Copy the part of the Mossad interview text that opens with the words "Now, Yedioth Ahronoth" and closes with "Tamir Pardo (65).", substituting "intelligence agency" for "spying agency".

>> start Page text

In 2003, four former heads of Israel’s secret counter-terrorism service, Shin-Bet, were interviewed by the Israeli daily Yedioth Ahronoth. Their criticism of then Prime Minister Ariel Sharon’s inaction to advance a diplomatic resolution to the Israeli-Palestinian conflict caused an uproar and deeply influenced Sharon. The interview later triggered the award-winning documentary film The Gatekeepers, featuring six past Shin-Bet directors who criticized the political status-quo.
Now, Yedioth Ahronoth is publishing a similar interview with all surviving six past directors of Israel’s spying agency, Mossad: Zvi Zamir (93), Nahum Admoni (88), Shabtai Shavit (78), Danny Yatom (73), Efraim Halevy (83) and Tamir Pardo (65).
Yatom: “We’re on a very steep slope. There are serious things that are wrong here. People around the prime minister and people in key positions are being questioned about public corruption, and all of that is because they’ve put their own interests before the state’s interests. I’m worried by the attacks on the gatekeepers and the inaction in the diplomatic realm [i.e. the peace process with the Palestinians], which is leading us to a bi-national state, which is the end of the Jewish and democratic state.
“As a Mossad director, I think it is a mistake for us only to address the period in which we served. In the context of the job we saw a whole lot of things: we saw prime ministers, we saw the decision-making processes in governments. We saw wars. We saw times of peace. And more than many others, we worked closely with the prime minister and with the top state officials. If we don’t say what we have to say, I think that we will be sinning against ourselves.”
Pardo: “The fact that between the sea and the Jordan there is a nearly identical number of Jews and non-Jews. The central problem from 1967 until today is that Israel, across the entire breadth of its political establishment, hasn’t decided what country it wants to be. We are the only country in the world that hasn’t defined for itself what its borders are. All of the governments have fled from coping with the issue.”
Yatom: “The Rabin government didn’t flee from that. He was assassinated.”
Halevy: “Danny is right. 1993 was the only year in the history of the country in which three tracks of peace negotiations were held simultaneously—with the Palestinians, with the Syrians and with the Jordanians.”
Pardo: “But no prime minister ever declared which borders he hoped to have for the state.”
Yatom: “Barak did define. He was willing to leave the Golan Heights and more or less [to withdraw] to the 1967 lines.”

>> end Page text
>> start Data extract

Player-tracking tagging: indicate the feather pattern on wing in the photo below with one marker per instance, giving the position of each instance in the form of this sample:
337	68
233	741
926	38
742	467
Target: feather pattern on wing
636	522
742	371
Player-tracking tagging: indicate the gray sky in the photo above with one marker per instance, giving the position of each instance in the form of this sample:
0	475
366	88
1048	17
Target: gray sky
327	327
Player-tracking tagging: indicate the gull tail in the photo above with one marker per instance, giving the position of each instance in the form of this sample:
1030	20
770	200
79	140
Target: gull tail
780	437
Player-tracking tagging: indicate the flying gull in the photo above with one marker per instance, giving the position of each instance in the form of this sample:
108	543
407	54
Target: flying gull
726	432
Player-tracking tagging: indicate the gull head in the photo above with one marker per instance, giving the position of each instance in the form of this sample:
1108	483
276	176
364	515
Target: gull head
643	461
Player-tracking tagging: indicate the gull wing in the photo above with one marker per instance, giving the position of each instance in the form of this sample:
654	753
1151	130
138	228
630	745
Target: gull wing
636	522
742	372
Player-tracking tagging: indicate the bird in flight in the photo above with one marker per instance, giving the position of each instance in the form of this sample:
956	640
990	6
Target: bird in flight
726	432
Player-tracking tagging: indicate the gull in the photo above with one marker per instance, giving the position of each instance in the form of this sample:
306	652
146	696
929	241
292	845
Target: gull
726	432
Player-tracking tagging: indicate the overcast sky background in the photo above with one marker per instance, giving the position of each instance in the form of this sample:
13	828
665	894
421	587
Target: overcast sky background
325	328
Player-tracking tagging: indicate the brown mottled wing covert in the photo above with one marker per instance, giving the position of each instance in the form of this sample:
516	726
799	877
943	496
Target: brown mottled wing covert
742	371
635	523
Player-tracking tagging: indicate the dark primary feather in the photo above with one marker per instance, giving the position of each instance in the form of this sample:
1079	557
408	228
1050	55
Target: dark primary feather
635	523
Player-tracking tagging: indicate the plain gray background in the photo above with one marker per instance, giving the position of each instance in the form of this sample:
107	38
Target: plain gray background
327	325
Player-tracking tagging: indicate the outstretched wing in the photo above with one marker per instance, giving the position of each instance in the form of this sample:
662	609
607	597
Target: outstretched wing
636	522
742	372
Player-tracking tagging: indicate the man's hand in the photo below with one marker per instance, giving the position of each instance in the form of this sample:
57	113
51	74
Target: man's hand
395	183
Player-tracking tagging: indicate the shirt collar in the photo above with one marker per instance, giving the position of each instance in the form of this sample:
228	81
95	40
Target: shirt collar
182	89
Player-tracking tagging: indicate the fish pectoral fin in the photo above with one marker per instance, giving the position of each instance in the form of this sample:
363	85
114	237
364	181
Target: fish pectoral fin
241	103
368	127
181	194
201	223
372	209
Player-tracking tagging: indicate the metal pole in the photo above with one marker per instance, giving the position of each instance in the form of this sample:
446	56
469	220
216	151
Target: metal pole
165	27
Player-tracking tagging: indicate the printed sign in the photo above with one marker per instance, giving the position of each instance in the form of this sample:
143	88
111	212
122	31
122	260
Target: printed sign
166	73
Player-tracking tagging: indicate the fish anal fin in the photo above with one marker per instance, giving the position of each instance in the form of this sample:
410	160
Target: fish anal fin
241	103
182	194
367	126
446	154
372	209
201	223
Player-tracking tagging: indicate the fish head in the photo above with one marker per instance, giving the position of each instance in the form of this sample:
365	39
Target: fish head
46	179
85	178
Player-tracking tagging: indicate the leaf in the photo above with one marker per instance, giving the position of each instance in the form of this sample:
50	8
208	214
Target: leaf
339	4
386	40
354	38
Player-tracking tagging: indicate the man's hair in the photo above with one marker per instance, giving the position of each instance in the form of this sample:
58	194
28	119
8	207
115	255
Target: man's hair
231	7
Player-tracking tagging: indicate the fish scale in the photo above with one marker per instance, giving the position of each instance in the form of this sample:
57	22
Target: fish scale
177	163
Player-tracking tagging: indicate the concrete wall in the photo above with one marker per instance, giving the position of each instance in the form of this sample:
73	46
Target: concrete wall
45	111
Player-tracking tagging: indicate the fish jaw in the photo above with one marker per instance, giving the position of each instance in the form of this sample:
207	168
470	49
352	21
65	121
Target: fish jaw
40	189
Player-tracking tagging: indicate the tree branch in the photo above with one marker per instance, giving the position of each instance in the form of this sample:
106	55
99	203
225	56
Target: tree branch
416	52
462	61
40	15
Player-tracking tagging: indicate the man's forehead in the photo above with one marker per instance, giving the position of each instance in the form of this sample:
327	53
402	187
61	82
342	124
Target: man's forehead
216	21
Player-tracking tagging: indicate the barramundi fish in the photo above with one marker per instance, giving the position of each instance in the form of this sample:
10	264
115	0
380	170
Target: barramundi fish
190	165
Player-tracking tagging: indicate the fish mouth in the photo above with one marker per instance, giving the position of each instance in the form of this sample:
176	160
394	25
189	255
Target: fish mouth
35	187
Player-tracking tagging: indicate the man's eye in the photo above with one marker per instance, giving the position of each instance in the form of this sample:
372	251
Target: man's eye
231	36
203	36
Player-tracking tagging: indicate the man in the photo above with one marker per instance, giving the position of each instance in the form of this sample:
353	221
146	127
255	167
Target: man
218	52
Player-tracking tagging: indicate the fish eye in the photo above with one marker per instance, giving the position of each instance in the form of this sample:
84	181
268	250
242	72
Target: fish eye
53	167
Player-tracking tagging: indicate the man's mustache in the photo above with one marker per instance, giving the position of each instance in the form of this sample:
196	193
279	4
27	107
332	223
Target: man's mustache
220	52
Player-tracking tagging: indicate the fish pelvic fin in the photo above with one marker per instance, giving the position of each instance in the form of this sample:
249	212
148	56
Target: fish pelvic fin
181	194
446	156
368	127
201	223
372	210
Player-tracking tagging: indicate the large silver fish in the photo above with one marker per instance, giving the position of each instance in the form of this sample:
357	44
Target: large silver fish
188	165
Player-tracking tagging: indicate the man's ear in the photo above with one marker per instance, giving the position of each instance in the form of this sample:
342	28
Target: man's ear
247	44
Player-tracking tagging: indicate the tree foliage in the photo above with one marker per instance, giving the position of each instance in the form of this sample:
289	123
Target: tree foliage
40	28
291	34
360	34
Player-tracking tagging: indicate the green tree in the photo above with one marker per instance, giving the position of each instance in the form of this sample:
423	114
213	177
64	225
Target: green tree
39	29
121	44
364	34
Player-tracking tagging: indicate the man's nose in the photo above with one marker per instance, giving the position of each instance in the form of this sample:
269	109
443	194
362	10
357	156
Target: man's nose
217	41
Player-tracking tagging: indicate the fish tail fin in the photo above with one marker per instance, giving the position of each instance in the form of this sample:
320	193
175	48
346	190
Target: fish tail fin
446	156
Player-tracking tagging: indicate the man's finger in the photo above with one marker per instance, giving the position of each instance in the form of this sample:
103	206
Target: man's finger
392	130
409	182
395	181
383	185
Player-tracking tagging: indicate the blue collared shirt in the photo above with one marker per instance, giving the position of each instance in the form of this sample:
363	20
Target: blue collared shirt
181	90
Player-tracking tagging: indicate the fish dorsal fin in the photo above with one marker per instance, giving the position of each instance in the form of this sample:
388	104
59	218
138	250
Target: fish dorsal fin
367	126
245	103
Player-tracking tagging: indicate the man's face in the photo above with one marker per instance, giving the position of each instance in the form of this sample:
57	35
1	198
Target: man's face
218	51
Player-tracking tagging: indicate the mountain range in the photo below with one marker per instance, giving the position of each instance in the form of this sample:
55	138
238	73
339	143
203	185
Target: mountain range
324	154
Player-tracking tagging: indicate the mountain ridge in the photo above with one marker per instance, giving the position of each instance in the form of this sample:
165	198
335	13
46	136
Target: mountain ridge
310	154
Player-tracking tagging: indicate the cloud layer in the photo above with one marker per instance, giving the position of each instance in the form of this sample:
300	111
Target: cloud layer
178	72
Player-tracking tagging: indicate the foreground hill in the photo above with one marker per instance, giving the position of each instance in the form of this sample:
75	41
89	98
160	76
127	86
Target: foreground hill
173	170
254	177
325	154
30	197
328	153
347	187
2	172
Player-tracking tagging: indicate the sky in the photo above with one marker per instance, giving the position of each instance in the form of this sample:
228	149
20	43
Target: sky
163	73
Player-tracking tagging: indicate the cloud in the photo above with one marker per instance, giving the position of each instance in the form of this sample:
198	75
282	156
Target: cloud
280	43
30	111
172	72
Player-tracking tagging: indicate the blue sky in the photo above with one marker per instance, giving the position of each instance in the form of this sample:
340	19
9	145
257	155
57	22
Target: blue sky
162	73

>> end Data extract

### Written solution
Now, Yedioth Ahronoth is publishing a similar interview with all surviving six past directors of Israel’s intelligence agency, Mossad: Zvi Zamir (93), Nahum Admoni (88), Shabtai Shavit (78), Danny Yatom (73), Efraim Halevy (83) and Tamir Pardo (65).